▶ [What you need to do]:
A. Using the passage on the forum selection clause, decide whether each statement agrees with it: (i) the Ninth Circuit held that § 20040.5 reaches every kind of contract; (ii) Plaintiffs entered into the LLA to settle prior litigation; (iii) under the CFRA definition, a franchisee must pay a franchise fee, directly or indirectly. Answer yes or no for each, and quote the words of the passage that decide it.
B. Condition (b) of the CFRA definition in the passage on the forum selection clause lists what the franchisee's business must be substantially associated with. Name every item on that list.
C. Write the next part of the passage on the forum selection clause, starting after its last sentence.

-- Start Excerpt provided --

Plaintiffs argue that the forum selection clause contained in the LLA is unenforceable because it violates California public policy as embodied in the California Franchise Relations Acts ("CFRA"), which provides that "[a] provision in a franchise agreement restricting venue to a forum outside this state is void with respect to any claim arising under or relating to a franchise agreement involving a franchised business operating within this state." Cal. Bus. & Prof. Code § 20040.5. The Ninth Circuit has found that § 20040.5 "expresses a strong public policy of the State of California to protect California franchisees from the expense, inconvenience, and possible prejudice of litigating in a non-California venue. A provision, therefore, that requires a California franchisee to resolve claims related to the franchise agreement in a non-California court directly contravenes this strong public policy and is unenforceable." Jones v. GNC Franchising, Inc. , 211 F.3d 495, 499 (9th Cir. 2000).
Defendant argues that the forum selection clause that it is seeking to enforce is not contained in a "franchise agreement, " but instead in the LLA. The Ninth Circuit has held that "Section 20040.5 applies only to forum selection clauses and only to franchise agreements; it therefore does not apply to any contract.'" Bradley v. Harris Research, Inc. , 275 F.3d 884, 890 (9th Cir. 2001). The threshold issue for determining whether the 12(b)(3) motion should be granted, then, is whether the LLA is a "franchise agreement." The CFRA defines "franchise" as
a contract or agreement, either expressed or implied, whether oral or written, between two or more persons by which:
(a) A franchisee is granted the right to engage in the business of offering, selling or distributing goods or services under a marketing plan or system prescribed in substantial part by a franchisor; and (b) The operation of the franchisee's business pursuant to that plan or system is substantially associated with the franchisor's trademark, service mark, trade name, logotype, advertising, or other commercial symbol designating the franchisor or its affiliate; and (c) The franchisee is required to pay, directly or indirectly, a franchise fee.
Cal. Bus. & Prof. Code § 20001.
Plaintiffs entered into the LLA in order to settle prior litigation, in which Defendant alleged that Plaintiffs breached the Franchise Agreements. Plaintiffs specifically agreed to give up their rights under the Franchise Agreements in entering into the LLA. Although the LLA allowed Plaintiffs to continue operating the franchises for a limited period of time, the LLA can best be understood as an agreement terminating Plaintiffs' rights under the Franchise Agreements, rather than "granting" them rights.

-- End Excerpt provided --
-- Start Data --

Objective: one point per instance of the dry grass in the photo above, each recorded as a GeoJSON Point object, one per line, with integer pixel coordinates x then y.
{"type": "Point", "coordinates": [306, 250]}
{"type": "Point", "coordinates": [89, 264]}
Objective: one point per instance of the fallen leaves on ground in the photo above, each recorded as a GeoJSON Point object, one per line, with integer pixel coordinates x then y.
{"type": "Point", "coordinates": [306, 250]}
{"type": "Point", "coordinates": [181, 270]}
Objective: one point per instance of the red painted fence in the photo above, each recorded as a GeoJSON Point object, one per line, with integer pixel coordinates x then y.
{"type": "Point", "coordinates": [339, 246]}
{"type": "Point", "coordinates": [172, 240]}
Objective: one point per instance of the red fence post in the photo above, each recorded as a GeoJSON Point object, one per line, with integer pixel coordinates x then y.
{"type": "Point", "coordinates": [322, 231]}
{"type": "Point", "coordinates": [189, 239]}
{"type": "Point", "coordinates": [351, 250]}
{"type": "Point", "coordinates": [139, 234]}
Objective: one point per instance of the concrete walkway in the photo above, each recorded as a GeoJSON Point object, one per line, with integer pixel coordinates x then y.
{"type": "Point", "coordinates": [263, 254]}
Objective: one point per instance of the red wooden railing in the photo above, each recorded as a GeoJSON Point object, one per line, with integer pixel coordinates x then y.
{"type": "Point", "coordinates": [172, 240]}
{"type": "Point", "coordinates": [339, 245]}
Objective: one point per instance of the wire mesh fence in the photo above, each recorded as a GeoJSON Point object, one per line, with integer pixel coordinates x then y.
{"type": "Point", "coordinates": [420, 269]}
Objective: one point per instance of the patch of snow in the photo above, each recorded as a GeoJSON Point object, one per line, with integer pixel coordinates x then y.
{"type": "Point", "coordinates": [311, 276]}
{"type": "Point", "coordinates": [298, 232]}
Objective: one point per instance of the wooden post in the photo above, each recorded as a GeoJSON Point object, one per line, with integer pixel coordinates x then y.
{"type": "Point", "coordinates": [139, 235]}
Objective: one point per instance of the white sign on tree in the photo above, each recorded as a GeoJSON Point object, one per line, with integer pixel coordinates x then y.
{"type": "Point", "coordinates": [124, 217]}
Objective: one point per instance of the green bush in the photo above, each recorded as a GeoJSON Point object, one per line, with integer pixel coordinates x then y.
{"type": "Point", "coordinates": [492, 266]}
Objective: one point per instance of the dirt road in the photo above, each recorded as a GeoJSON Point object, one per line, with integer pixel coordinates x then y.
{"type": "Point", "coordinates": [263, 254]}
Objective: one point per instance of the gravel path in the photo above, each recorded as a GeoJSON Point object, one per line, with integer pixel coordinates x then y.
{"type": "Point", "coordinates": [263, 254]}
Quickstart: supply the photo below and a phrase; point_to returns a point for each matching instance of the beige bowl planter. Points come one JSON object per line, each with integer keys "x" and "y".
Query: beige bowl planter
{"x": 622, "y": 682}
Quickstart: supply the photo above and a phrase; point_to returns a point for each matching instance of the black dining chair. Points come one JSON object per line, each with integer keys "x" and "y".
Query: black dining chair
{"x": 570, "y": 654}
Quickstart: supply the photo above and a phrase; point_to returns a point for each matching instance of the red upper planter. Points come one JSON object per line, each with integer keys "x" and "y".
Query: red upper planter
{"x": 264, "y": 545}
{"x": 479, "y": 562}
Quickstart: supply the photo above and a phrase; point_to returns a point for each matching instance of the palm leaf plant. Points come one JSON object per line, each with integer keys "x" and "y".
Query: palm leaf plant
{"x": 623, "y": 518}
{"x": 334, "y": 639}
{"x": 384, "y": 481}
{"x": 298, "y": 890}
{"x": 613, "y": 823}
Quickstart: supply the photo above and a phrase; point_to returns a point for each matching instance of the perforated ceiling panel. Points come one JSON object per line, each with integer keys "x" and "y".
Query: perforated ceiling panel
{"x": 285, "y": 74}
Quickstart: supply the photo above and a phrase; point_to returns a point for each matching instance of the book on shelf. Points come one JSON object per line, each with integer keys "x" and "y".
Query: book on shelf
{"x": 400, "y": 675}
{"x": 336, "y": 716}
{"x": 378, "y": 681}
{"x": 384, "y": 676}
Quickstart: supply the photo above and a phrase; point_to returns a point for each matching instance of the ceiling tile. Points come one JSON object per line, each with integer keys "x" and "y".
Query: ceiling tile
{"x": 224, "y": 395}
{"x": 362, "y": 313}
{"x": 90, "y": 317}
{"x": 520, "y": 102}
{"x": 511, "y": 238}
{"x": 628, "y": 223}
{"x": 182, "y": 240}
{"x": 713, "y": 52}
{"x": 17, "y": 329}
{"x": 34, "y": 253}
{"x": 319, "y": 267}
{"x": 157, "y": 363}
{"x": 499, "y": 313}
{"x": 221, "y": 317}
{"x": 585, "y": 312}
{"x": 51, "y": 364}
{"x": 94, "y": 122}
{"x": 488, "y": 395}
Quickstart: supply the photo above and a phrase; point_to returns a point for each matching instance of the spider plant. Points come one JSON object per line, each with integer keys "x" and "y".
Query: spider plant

-- End Data --

▶ [Answer list]:
A.
(i) No: "Section 20040.5 applies only to forum selection clauses and only to franchise agreements"
(ii) Yes: "Plaintiffs entered into the LLA in order to settle prior litigation"
(iii) Yes: "The franchisee is required to pay, directly or indirectly, a franchise fee."

B.
1. Trademark
2. Service mark
3. Trade name
4. Logotype
5. Advertising
6. Other commercial symbol designating the franchisor or its affiliate

C.
In addition, the policy behind the CFRA provision would not be furthered by finding the LLA's forum selection clause unenforceable. The purpose of § 20040.5 is to prevent California franchisees from being unfairly forced to litigate in a forum outside of California under a "take it or leave it" franchise agreement. See Basalite Concrete Prod., LLC v. Keystone Retaining Wall Sys., 2011 WL 999198, at *4 (E.D. Cal. 2011). Here, Plaintiffs were not required to enter into the LLA. They could have asserted their rights under the CFRA when the first lawsuit was filed in January 2013 and sought to have that action transferred to California or dismissed under the public policy exception. Instead, Plaintiffs chose to settle that lawsuit and, in so doing, chose to give up their rights under the Franchise Agreements in exchange for the opportunity to attempt to sell their franchises as going concerns. Therefore, this Court finds that the LLA does not constitute a "franchise agreement" under the CFRA; as a result, the public policy exception to enforcement of the forum selection clause does not apply.
Plaintiffs argue that they were not represented by an attorney at the time the prior lawsuit was filed and that it is therefore unfair to enforce the forum selection clause contained in the LLA. Though Plaintiffs certainly would have benefitted from the advice of an attorney in the earlier action, Plaintiffs cannot now claim that their business agreement with Defendant is unenforceable as a result of their decision not to retain legal counsel in that action.
IV. Conclusion
For the reasons stated, the forum selection clause designating the Southern District of Florida as the exclusive forum for this action is enforceable. The Motion is GRANTED under Rule (12)(b)(3). The action is therefore dismissed without prejudice to Plaintiffs refiling the case or asserting their claims as counterclaims in the pending lawsuit between the parties in the Southern District of Florida.
IT IS SO ORDERED.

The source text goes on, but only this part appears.